■ PAGE
▽

When investigations into the deaths of trans women go unsolved

A veteran journalist explores what the Bruce McArthur case can teach us about other unsolved murder investigations and the policing of sex work

Justin Ling, an investigative journalist working in both Canadian and U.S. media, has covered policing, sex work and crime in depth for a decade. Ling has worked extensively on the murders in Toronto’s gay village in the 2010s, wherein serial killer Bruce McArthur killed at least eight men from the neighbourhood between 2010 and 2017. In his book, Missing from the Village, and as host of the CBC podcast Uncover: The Village, Ling explored the background of the murders, the failures of the Toronto Police Service to properly investigate them and the structural issues that allowed these deaths to remain unaccounted for so many years. 

Now, Ling has returned for the second season of the podcast, this time shifting the focus to other deaths and a different set of failures on the part of the city’s police. The newest season explores the deaths of two Toronto trans women, Alloura Wells and Cassandra Do, and the circumstances that resulted in shoddy, inconclusive investigations. 

Ling spoke to Xtra from his home in Montreal’s Rosemont neighbourhood about the second season of Uncover The Village, the distrustful relationship between the police and marginalized communities and the need to stop criminalizing sex work. 

What inspired you to work on Uncover: The Village?

The CBC came to me and suggested that there might be a podcast to be done around the missing persons cases from the village. I was initially resistant; it wasn’t something I immediately thought would be useful, to be honest. At that point, there was so much media being created, so many documentaries up in the air. Everyone involved in media was fatigued by it. But what they suggested to me was that there was something else to be done with these cases. What I found compelling was the idea that we could go back and use the McArthur case as a lens to talk about the issues at play, but also to go back and look at a bunch of cases that have not gotten the attention that the McArthur case did. So the first season was about what happened in the McArthur investigation, and talked about some of the failures in those missing persons cases, but also talked about a broader systemic problem that goes back decades. I was really happy with the way we’ve been able to bring in a lot of that history and tell some stories from the past several decades in Toronto that have, frankly, never really been told.

△

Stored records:
▽

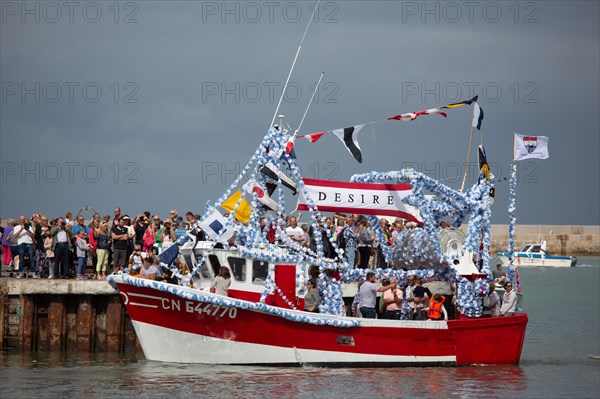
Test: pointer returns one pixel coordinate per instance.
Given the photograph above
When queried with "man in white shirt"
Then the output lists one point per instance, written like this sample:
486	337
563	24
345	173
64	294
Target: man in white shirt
368	295
25	235
295	232
509	300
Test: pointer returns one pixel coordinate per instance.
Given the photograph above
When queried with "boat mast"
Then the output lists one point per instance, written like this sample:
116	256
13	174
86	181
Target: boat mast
293	65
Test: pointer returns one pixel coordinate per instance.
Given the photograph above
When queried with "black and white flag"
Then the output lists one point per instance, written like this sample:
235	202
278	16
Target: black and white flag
349	137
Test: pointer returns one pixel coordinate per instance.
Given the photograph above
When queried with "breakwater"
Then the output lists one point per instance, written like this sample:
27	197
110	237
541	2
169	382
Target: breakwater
64	316
560	239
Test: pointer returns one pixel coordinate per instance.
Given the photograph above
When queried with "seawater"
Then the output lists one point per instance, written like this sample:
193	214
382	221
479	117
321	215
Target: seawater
563	305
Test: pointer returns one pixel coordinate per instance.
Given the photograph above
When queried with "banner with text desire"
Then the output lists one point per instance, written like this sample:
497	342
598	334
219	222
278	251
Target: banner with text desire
361	198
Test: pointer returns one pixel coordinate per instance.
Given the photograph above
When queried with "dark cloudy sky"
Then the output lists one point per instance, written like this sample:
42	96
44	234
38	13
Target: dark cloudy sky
153	105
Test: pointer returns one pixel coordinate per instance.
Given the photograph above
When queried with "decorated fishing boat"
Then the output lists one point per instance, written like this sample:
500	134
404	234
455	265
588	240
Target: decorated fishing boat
536	255
261	319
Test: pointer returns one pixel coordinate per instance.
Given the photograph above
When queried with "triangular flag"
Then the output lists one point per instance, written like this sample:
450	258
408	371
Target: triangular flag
169	255
313	137
483	165
216	227
290	144
411	116
349	137
432	111
528	147
462	103
252	186
274	173
477	116
243	211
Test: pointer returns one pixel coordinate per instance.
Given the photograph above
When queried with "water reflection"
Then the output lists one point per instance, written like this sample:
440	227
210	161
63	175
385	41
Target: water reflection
116	376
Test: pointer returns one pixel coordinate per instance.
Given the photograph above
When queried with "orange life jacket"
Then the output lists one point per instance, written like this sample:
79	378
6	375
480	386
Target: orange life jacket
435	308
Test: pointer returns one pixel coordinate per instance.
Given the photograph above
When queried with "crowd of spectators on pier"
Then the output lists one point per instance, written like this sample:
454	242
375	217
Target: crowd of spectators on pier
63	247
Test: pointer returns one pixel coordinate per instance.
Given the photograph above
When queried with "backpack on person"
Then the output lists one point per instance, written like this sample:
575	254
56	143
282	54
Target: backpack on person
341	239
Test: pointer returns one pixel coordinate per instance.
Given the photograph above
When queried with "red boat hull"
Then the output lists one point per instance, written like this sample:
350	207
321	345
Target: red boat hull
175	327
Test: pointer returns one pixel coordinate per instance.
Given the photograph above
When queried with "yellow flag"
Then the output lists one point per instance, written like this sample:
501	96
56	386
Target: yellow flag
243	212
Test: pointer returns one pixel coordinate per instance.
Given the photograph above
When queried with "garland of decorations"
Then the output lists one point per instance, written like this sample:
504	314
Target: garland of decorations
422	246
512	274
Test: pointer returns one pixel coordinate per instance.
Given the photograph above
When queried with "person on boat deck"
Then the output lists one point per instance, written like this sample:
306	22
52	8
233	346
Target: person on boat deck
494	301
294	231
392	300
409	299
421	296
436	308
368	295
499	275
509	300
365	243
150	268
221	282
351	237
312	298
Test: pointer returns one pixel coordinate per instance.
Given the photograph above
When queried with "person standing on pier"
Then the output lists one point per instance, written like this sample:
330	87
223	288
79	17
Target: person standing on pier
61	245
25	235
120	235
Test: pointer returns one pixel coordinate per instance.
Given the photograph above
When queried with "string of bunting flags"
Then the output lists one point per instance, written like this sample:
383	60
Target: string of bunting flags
349	135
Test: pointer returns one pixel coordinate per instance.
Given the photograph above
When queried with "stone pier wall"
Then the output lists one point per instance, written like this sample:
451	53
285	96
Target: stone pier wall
560	240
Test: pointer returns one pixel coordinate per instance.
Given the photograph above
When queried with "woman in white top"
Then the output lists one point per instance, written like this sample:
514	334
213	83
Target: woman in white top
509	300
494	301
150	268
222	282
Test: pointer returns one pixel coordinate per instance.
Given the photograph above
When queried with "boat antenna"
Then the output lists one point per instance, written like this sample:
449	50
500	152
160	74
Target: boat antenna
293	65
308	106
462	186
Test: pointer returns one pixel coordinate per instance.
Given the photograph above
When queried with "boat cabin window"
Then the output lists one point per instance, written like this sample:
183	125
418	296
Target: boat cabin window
204	271
214	262
238	268
260	271
188	261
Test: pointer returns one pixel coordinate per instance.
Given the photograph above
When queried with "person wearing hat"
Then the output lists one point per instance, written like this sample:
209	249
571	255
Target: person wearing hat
150	268
175	218
392	300
368	295
25	235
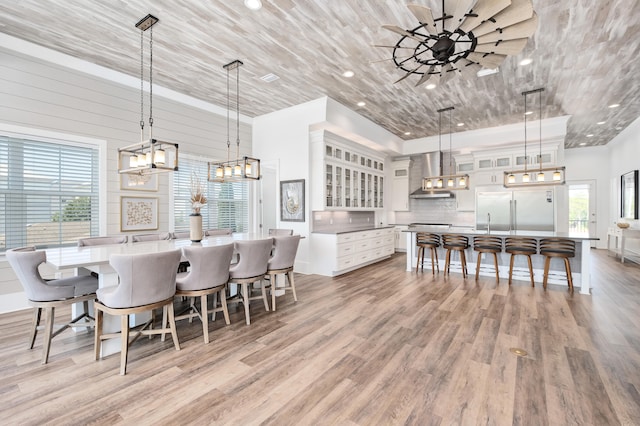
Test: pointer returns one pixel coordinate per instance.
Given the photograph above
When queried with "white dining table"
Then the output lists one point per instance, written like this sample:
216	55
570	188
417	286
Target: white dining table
96	259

△

■ INSTRUCTIONS
a) Quote the interview from "Now, Ling has" up to and including "Uncover: The Village?".
b) How many lines of the listing contain the string "decorations", matching case? Reply with the number alone.
The listing bears no relation to the interview.

■ WORKED ANSWERS
a)
Now, Ling has returned for the second season of the podcast, this time shifting the focus to other deaths and a different set of failures on the part of the city’s police. The newest season explores the deaths of two Toronto trans women, Alloura Wells and Cassandra Do, and the circumstances that resulted in shoddy, inconclusive investigations. 

Ling spoke to Xtra from his home in Montreal’s Rosemont neighbourhood about the second season of Uncover The Village, the distrustful relationship between the police and marginalized communities and the need to stop criminalizing sex work. 

What inspired you to work on Uncover: The Village?

b) 2